● Task prompt: Scan the entries below. List each line with "answers".

╭──

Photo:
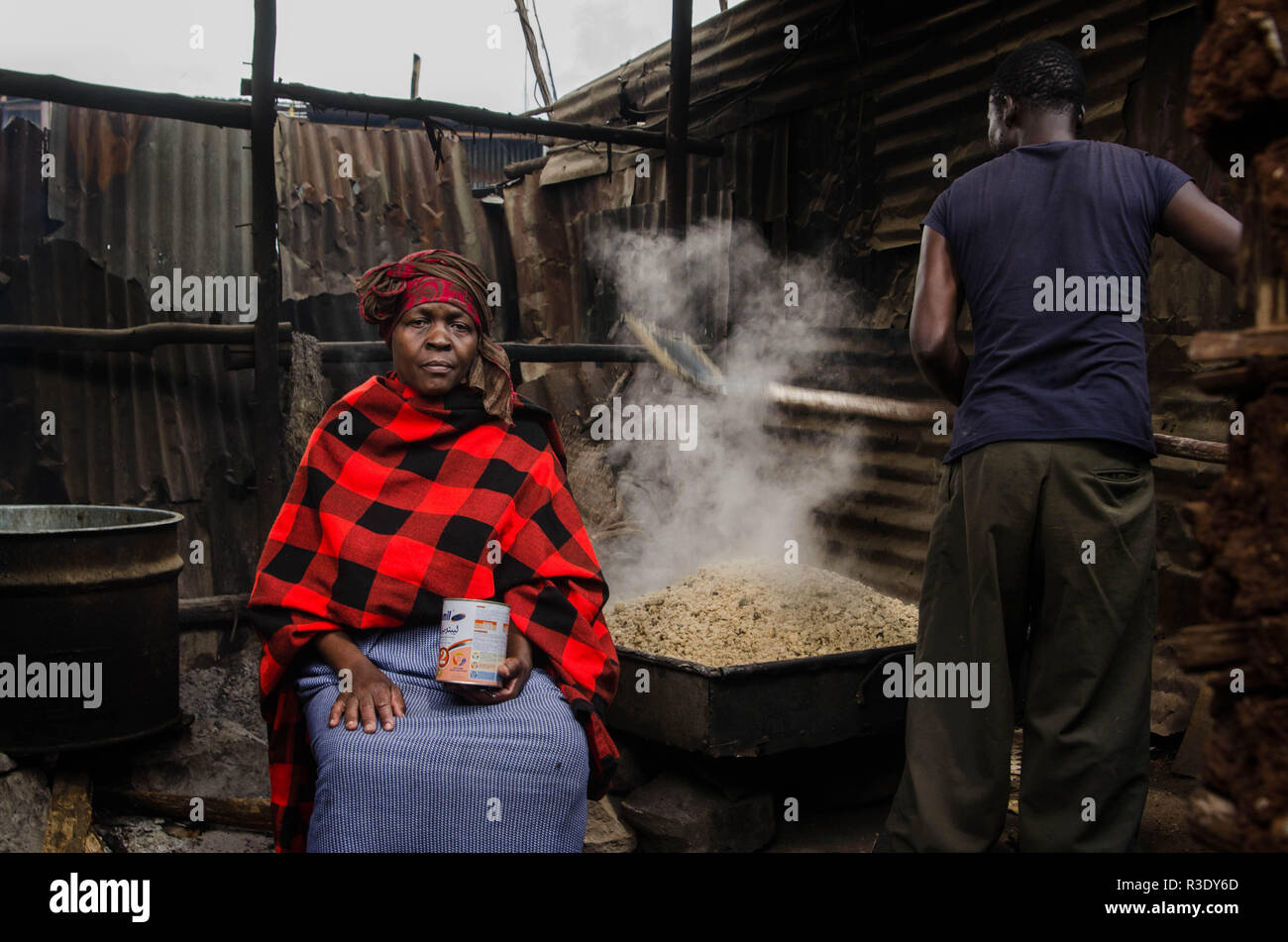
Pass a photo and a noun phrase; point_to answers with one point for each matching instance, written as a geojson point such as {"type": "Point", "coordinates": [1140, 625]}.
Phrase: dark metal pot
{"type": "Point", "coordinates": [91, 594]}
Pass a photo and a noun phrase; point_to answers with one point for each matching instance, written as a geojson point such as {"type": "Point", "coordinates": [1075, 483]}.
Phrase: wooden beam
{"type": "Point", "coordinates": [142, 339]}
{"type": "Point", "coordinates": [678, 117]}
{"type": "Point", "coordinates": [52, 87]}
{"type": "Point", "coordinates": [424, 108]}
{"type": "Point", "coordinates": [1231, 345]}
{"type": "Point", "coordinates": [1196, 450]}
{"type": "Point", "coordinates": [263, 152]}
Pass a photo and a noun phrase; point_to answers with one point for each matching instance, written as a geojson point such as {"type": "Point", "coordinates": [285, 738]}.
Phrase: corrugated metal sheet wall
{"type": "Point", "coordinates": [136, 197]}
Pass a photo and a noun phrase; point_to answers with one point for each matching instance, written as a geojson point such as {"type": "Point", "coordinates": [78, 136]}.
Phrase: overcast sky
{"type": "Point", "coordinates": [351, 46]}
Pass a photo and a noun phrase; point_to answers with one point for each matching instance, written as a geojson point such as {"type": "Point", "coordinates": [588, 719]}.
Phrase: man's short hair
{"type": "Point", "coordinates": [1043, 75]}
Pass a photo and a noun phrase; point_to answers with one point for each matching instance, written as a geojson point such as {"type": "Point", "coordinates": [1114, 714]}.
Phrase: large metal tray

╰──

● The completed task:
Pass a photo and a noun phrase; point_to answers with one point for each matching instance, written as a geojson point such as {"type": "Point", "coordinates": [1140, 625]}.
Pass a photo and a noun phrase; point_to answers with one point for each matching instance, written as a geojson point such as {"type": "Point", "coordinates": [1075, 483]}.
Pass a photo and a noun phrase; point_to answers with one point for each matching instance, written as a geojson point such as {"type": "Point", "coordinates": [285, 738]}.
Pass a photo and a noun phrase; point_to answers with one point for each matching instance, written as a geojson point such as {"type": "Point", "coordinates": [78, 136]}.
Pass a photo and a noun phrase; point_to answers with one point for each matching instance, written as a geojson point such as {"type": "Point", "coordinates": [588, 719]}.
Pass a photo and a noun phrase; point_to answers with one point for each matching instance, written as a geojson point such as {"type": "Point", "coordinates": [1114, 714]}.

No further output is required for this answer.